* Instructions to follow *
Find the line containing "[ ] one point per instance of the thin stem" in the entries below. Restate it and each line after it, word for word, up to and including the line containing "[ ] one point per instance of the small".

* Dataset content *
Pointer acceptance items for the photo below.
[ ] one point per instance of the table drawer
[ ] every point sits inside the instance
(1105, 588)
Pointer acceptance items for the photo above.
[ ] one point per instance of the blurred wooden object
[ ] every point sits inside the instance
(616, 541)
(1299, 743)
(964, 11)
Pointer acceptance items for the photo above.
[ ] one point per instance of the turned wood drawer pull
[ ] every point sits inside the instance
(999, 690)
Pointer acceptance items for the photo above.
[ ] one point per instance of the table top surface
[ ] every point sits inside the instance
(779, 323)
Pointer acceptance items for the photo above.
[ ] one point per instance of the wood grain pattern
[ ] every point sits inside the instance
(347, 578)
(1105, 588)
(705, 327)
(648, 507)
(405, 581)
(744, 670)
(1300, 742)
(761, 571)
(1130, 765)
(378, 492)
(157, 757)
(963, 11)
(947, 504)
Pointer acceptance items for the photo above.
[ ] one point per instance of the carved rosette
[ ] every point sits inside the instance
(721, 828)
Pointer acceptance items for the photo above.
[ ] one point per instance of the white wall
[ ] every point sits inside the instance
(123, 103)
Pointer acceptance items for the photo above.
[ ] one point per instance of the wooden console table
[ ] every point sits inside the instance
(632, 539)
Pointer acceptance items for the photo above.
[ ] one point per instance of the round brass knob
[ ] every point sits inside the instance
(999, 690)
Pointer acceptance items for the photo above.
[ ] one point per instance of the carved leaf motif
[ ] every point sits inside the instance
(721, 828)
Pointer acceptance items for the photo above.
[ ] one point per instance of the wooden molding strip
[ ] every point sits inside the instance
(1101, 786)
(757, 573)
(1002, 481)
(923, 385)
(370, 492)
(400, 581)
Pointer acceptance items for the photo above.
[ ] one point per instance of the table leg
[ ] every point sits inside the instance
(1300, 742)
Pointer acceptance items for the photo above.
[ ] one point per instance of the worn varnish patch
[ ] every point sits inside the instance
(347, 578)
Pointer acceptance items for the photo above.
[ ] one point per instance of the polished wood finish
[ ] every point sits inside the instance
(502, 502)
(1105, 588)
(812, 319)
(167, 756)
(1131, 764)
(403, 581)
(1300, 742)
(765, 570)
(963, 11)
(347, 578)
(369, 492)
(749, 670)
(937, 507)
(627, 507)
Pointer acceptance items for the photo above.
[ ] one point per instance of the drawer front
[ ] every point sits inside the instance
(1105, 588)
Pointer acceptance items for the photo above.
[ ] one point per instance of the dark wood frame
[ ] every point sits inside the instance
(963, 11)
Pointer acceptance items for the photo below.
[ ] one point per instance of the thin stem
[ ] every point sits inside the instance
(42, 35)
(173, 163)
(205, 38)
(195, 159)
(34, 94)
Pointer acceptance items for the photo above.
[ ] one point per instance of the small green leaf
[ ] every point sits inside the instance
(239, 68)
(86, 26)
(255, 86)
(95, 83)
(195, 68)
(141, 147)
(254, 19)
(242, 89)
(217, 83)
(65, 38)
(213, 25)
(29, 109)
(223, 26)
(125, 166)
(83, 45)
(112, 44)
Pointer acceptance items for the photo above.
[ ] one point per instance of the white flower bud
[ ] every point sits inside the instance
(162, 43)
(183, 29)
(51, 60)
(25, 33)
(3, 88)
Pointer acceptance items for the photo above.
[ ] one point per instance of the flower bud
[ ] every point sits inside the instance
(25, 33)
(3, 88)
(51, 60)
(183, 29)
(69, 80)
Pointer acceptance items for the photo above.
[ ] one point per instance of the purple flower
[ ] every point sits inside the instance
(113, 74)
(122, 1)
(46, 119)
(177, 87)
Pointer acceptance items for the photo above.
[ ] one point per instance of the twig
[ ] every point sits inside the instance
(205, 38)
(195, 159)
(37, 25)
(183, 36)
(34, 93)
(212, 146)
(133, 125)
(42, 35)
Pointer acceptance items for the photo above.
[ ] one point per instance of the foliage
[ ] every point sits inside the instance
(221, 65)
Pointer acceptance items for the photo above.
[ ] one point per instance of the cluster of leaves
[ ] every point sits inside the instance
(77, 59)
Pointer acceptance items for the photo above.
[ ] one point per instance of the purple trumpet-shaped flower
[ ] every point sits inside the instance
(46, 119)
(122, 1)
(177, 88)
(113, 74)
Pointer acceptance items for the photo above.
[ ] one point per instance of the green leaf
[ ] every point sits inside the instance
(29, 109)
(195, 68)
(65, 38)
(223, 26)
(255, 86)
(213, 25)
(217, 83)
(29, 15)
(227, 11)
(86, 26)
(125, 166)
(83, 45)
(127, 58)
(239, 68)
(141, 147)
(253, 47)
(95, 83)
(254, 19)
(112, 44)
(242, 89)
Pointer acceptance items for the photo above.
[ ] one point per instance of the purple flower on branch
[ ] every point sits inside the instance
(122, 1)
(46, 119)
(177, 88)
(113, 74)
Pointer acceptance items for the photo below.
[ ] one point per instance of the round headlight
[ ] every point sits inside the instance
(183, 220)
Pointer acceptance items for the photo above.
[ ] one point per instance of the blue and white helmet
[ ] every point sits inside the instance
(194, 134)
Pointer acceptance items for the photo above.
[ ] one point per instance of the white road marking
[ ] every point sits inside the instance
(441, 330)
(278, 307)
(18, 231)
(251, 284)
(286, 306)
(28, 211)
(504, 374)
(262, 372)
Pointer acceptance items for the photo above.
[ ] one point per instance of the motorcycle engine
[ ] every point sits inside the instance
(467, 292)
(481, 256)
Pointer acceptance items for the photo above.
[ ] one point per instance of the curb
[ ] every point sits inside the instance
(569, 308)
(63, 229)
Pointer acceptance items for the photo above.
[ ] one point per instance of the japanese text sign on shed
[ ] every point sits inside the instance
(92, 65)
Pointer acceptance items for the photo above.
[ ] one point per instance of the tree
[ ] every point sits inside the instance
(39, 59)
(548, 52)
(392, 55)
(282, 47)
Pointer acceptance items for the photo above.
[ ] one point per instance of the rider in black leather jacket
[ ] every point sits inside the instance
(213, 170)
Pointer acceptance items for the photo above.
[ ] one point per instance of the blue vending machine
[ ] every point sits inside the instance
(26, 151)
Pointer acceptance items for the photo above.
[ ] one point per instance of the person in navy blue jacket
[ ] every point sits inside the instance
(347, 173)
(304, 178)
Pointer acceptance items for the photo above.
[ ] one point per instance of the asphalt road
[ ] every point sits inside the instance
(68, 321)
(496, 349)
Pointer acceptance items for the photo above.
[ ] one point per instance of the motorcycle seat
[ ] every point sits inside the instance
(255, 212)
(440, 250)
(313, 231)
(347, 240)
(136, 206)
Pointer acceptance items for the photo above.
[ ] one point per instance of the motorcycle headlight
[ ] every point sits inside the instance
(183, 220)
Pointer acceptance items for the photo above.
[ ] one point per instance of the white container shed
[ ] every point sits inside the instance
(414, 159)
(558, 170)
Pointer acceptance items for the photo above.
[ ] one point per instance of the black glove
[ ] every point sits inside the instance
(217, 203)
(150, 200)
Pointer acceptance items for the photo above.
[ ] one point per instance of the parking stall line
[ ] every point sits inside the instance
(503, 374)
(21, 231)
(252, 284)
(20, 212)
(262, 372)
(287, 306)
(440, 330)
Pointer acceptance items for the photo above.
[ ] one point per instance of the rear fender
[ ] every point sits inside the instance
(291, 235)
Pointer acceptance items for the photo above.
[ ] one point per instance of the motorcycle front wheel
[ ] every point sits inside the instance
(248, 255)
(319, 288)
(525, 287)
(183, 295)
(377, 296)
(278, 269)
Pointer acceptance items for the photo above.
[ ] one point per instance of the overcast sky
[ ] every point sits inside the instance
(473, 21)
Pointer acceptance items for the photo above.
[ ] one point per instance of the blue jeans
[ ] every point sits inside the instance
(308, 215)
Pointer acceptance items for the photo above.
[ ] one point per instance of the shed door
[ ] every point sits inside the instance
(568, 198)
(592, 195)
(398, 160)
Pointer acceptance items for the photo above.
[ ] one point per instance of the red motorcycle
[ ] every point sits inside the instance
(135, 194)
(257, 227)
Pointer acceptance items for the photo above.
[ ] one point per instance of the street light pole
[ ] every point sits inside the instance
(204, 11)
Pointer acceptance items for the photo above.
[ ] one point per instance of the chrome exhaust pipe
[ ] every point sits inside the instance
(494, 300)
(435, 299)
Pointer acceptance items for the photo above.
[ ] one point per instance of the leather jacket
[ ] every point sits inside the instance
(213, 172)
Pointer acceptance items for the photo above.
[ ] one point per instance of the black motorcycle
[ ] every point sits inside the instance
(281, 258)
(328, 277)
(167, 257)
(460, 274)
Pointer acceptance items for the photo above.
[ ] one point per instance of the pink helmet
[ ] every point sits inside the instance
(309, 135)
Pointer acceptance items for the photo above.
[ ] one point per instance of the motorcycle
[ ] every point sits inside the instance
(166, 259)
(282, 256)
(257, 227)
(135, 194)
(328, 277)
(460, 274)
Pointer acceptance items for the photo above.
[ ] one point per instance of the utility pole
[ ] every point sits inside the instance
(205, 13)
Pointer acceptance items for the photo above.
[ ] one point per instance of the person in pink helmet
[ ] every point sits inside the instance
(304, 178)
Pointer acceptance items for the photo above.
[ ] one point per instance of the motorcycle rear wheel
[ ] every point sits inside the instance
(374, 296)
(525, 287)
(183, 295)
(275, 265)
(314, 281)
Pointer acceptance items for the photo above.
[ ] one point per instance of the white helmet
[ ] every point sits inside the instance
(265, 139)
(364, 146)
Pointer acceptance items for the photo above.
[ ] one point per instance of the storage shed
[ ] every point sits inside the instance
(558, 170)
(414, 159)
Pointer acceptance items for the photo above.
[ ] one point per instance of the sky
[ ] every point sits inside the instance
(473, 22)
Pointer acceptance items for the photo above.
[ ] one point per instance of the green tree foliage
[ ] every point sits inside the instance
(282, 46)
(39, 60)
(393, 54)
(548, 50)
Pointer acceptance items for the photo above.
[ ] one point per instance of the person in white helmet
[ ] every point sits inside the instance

* Exercise answer *
[ ] one point per instance of the thin stem
[ ] every point sits inside the instance
(42, 35)
(173, 163)
(205, 38)
(195, 159)
(34, 94)
Pointer acceptance items for the photo above.
[ ] one point per instance of the small green leaf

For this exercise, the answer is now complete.